━━━ Text passage

A QUARREL over a ball that fell inside a temple flared into a riot that left three Muslims dead and over 35 people injured in this communally sensitive town on Sunday morning.
Police said two youths died when a former municipal councillor opened fire on a stone-throwing mob, and the third in police firing.
Trouble started when some Muslim boys playing cricket entered the Gangeshwar Mahadev temple in the Chand Fadi area to retrieve their ball.
The ball hit a small idol and this may have enraged the people sitting near the temple, said Deputy Inspector-General A.K. Sharma, who is in charge of the Ahmedabad range.
‘‘People chided the Muslim boys for entering the temple. Groups from the Muslim neighbourhood joined the argument and this was followed by stone throwing,’’ Inspector Chattarsinh Chavda said.
He said Purshottam Jadhav, a former municipal councillor of the town, had then opened fire from his licensed .12 bore gun, after which rioting broke out.
However, some of the injured, who are being treated at an Ahmedabad hospital, said there were other civilians who had opened fire as well.

━━━━━━
━━━ Extracted records

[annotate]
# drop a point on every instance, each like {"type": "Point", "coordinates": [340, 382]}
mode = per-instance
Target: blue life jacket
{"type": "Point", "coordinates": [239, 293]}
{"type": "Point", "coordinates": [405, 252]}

━━━━━━

▶ _Tasks to complete_:
**A)** According to the news report, which temple did the Muslim boys enter to retrieve their ball?
**B)** Duplicate everything in the news report from "Police said two" down to "Chattarsinh Chavda said.".

▶ _Answers to the problems_:
**A)** The Gangeshwar Mahadev temple in the Chand Fadi area.

**B)**
Police said two youths died when a former municipal councillor opened fire on a stone-throwing mob, and the third in police firing.
Trouble started when some Muslim boys playing cricket entered the Gangeshwar Mahadev temple in the Chand Fadi area to retrieve their ball.
The ball hit a small idol and this may have enraged the people sitting near the temple, said Deputy Inspector-General A.K. Sharma, who is in charge of the Ahmedabad range.
‘‘People chided the Muslim boys for entering the temple. Groups from the Muslim neighbourhood joined the argument and this was followed by stone throwing,’’ Inspector Chattarsinh Chavda said.